>>>
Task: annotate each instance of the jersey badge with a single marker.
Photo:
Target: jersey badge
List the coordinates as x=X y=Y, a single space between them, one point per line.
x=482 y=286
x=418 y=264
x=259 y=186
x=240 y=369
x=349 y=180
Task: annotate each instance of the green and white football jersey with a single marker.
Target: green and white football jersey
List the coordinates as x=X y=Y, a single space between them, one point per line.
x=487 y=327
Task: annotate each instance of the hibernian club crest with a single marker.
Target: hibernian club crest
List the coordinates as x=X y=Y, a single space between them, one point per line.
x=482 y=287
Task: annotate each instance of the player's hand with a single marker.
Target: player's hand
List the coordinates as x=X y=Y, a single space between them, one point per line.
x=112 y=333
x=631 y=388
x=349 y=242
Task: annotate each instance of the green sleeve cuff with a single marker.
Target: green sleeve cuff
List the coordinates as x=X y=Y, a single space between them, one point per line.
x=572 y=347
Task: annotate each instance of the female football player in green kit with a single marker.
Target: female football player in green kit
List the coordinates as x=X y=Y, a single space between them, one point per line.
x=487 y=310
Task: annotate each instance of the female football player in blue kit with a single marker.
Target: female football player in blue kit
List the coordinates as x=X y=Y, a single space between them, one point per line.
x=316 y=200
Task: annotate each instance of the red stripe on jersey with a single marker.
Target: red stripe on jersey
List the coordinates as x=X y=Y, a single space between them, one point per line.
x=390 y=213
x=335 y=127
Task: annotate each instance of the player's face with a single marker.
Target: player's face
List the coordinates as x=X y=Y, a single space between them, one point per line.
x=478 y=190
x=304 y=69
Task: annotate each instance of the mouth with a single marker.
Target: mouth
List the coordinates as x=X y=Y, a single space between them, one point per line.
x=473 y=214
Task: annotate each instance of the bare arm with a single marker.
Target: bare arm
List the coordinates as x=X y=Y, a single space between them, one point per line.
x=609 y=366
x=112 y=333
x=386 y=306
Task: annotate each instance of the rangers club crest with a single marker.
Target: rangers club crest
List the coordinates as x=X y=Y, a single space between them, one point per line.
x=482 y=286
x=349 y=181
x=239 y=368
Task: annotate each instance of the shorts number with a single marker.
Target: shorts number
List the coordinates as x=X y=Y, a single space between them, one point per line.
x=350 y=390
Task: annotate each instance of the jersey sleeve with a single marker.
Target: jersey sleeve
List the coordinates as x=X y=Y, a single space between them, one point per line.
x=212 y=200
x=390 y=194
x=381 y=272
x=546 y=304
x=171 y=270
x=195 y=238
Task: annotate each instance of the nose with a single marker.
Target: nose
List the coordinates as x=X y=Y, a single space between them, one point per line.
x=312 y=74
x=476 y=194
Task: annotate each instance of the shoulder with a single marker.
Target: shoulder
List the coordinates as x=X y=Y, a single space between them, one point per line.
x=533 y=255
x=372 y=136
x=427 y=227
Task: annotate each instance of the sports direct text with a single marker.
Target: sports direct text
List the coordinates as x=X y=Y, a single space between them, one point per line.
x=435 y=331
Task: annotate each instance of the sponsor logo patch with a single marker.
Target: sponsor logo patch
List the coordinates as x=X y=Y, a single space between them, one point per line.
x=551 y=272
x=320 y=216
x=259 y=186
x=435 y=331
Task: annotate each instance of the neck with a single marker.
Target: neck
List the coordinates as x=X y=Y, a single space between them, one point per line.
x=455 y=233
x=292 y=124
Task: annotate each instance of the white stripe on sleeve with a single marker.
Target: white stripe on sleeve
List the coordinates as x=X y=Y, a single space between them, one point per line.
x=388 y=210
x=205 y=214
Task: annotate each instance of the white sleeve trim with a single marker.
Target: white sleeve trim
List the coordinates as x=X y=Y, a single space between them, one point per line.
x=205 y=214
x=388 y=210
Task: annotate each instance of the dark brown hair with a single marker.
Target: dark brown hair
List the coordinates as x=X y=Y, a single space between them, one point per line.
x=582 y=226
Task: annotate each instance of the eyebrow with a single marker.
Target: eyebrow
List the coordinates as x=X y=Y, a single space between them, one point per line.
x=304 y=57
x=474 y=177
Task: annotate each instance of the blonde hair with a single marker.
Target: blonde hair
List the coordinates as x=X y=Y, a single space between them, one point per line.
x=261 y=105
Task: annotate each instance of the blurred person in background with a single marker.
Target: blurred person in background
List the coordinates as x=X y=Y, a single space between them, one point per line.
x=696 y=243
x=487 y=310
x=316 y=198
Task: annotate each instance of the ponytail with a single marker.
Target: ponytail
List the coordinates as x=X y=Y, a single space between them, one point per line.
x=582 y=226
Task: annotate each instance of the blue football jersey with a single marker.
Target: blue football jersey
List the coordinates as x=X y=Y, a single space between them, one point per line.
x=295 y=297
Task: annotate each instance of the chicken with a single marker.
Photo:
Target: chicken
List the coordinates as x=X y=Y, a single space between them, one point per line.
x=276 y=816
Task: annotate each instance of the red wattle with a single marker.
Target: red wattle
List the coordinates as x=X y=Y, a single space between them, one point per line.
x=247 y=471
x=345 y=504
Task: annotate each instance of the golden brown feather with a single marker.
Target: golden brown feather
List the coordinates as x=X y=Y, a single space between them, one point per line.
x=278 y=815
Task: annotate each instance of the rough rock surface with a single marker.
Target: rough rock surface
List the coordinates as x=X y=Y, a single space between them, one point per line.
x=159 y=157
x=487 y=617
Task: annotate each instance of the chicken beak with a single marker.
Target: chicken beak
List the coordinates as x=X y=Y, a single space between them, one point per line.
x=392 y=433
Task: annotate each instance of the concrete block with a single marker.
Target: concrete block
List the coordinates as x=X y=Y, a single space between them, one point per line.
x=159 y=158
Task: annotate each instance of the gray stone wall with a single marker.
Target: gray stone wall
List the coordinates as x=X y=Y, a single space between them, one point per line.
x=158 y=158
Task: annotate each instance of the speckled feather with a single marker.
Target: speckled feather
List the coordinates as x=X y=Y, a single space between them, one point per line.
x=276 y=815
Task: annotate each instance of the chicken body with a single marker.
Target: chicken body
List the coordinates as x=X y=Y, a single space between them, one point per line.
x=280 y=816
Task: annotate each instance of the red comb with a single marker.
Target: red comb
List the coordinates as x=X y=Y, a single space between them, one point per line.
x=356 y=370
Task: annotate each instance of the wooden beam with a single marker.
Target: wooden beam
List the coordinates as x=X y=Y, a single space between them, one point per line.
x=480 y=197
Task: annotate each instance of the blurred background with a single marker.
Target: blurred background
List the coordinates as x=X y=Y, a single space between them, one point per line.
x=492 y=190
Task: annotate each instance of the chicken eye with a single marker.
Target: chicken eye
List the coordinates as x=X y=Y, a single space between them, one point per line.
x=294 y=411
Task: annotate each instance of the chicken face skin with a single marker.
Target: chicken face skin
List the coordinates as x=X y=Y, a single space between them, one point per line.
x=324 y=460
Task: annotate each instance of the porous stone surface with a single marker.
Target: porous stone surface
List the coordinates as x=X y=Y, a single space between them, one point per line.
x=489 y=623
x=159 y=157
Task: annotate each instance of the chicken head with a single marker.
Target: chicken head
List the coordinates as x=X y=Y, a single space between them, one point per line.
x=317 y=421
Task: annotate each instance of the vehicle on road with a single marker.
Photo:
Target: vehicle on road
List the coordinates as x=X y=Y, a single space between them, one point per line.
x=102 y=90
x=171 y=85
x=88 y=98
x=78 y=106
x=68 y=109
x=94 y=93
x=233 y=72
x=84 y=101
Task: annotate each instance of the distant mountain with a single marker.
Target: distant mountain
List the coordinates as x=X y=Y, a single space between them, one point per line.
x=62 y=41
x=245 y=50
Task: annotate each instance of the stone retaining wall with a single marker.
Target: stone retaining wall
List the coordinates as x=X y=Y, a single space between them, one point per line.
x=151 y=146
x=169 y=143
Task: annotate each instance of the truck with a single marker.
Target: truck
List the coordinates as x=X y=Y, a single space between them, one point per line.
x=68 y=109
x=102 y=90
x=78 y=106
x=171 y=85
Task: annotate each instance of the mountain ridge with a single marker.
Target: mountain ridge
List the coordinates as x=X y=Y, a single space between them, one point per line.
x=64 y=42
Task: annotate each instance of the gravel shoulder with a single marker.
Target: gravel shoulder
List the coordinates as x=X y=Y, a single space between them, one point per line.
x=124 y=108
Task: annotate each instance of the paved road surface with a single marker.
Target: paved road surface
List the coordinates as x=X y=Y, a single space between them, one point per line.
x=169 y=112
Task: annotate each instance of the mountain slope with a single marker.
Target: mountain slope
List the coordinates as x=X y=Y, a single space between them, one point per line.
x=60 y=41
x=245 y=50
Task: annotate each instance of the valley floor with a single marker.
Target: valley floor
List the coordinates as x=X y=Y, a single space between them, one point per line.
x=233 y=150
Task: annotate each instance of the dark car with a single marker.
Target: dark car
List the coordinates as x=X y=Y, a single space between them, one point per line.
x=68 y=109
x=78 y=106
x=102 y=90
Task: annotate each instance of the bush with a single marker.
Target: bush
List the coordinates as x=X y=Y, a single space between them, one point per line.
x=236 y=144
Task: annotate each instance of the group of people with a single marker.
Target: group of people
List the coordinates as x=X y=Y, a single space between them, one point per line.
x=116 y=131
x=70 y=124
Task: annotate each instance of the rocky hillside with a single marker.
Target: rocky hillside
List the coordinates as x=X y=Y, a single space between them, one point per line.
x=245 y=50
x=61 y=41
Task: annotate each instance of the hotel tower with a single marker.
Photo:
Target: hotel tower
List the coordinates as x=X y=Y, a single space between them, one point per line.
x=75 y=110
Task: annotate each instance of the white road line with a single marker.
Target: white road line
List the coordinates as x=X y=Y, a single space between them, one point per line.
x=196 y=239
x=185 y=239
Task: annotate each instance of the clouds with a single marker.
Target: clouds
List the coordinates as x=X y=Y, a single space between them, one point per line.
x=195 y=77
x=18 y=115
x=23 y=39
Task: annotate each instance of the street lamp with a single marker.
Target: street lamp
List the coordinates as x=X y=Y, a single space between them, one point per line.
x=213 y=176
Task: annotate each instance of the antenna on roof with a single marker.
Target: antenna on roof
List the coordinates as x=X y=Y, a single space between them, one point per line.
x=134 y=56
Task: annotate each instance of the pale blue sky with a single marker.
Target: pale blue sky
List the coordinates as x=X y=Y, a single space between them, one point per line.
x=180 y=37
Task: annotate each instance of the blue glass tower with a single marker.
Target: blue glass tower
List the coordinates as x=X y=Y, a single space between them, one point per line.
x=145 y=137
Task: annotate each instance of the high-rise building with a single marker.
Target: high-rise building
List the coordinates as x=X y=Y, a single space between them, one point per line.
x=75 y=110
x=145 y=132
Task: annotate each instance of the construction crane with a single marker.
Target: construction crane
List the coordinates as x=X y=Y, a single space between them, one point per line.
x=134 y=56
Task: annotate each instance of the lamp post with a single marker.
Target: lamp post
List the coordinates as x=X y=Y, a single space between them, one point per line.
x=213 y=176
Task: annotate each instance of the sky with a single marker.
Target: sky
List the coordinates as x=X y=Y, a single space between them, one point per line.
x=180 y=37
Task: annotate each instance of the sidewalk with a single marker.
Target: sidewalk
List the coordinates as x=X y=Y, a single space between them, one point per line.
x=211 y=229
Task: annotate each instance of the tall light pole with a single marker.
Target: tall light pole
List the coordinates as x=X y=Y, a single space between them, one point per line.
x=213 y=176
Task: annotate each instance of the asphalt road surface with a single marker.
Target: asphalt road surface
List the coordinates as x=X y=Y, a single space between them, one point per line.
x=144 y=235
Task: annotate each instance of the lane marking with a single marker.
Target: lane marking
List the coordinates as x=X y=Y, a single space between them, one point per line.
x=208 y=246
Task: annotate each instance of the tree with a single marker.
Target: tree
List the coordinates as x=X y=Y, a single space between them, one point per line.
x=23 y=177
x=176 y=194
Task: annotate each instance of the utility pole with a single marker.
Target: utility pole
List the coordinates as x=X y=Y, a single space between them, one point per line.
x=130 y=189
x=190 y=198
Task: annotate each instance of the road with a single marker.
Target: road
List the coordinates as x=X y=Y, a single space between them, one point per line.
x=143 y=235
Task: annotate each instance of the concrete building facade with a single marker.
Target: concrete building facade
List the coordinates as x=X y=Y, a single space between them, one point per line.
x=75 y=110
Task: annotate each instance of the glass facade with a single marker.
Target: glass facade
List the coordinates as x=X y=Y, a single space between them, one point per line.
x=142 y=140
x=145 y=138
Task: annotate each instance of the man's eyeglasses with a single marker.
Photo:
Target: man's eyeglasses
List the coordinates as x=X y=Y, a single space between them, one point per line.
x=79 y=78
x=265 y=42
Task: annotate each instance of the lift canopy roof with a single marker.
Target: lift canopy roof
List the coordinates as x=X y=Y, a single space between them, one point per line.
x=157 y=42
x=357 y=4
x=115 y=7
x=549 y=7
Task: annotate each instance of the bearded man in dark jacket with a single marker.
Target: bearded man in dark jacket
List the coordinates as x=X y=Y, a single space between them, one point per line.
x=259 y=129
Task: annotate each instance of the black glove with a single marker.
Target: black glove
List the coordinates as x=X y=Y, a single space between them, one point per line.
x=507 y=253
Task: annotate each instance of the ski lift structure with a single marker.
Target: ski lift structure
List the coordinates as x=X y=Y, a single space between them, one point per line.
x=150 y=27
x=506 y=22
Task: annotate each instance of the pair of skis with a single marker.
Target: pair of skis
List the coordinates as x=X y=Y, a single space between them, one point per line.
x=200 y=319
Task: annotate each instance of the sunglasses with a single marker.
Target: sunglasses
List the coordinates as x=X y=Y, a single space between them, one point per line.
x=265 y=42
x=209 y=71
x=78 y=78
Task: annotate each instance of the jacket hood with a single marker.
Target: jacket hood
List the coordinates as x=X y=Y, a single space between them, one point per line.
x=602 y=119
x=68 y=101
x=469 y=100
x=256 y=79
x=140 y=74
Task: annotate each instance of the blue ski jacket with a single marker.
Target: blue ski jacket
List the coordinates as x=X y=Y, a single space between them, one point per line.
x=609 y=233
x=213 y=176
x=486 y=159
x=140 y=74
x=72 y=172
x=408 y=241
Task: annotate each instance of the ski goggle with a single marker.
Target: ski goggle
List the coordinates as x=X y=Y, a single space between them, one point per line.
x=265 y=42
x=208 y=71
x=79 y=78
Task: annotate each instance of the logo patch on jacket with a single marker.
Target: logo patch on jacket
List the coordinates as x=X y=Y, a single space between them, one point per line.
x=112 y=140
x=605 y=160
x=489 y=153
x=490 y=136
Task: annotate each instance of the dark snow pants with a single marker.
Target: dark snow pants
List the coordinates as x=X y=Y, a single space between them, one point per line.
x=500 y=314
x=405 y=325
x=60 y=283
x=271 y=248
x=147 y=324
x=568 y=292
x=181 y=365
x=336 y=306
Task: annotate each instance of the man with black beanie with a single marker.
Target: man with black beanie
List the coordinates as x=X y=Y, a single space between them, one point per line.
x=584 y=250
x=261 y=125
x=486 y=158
<<<
| Exercise objective |
Please give again the lines above between the line holding "Target: paved road surface" and the line holding "Target: pale blue sky", inclusive, exactly as they are and with nothing added.

| Response to the exercise |
Target: paved road surface
List the coordinates as x=X y=Y, a single space between them, one point per line.
x=169 y=112
Task: annotate each instance of the mountain slope with a single marker.
Target: mountain slope
List the coordinates as x=X y=Y, a single space between them, one point per line.
x=60 y=41
x=245 y=50
Task: annotate each instance of the valley floor with a single marker.
Target: valley floor
List the coordinates as x=X y=Y, a single space between them, one point per line.
x=233 y=150
Task: annotate each instance of the dark car with a single marker.
Target: dark car
List the coordinates as x=X y=Y, a single space between them, one point per line.
x=68 y=109
x=78 y=106
x=102 y=90
Task: annotate each instance of the bush with a single marker.
Target: bush
List the coordinates as x=X y=Y, a single space between them, one point per line.
x=236 y=144
Task: annotate each instance of the group of people with a single marker.
Target: group of people
List the coordinates as x=X y=Y, a single space between them, one point per line.
x=116 y=131
x=70 y=124
Task: annotate each instance of the rocky hillside with a single marker.
Target: rocky hillside
List the coordinates as x=X y=Y, a single space between them, one point per line.
x=245 y=50
x=61 y=41
Task: annotate each instance of the hotel tower with a single marker.
Photo:
Target: hotel tower
List the coordinates as x=X y=Y, a single space between them, one point per line.
x=75 y=110
Task: annotate each instance of the white road line with a single marker.
Target: white road line
List the coordinates as x=X y=Y, a single space between them, one point per line.
x=196 y=239
x=185 y=239
Task: annotate each instance of the clouds with a single marker.
Target: clouds
List the coordinates as x=X y=Y, a single space between them, one point per line.
x=195 y=77
x=18 y=115
x=23 y=39
Task: annotate each instance of the street lamp with a single marker.
Target: street lamp
List the coordinates as x=X y=Y, a single space between them, one point per line.
x=213 y=176
Task: annotate each instance of the antenna on roof with a single marker.
Target: antenna on roof
List the coordinates as x=X y=Y, a single space between them, one point per line.
x=134 y=56
Task: annotate each instance of the pale blue sky with a single marker.
Target: pale blue sky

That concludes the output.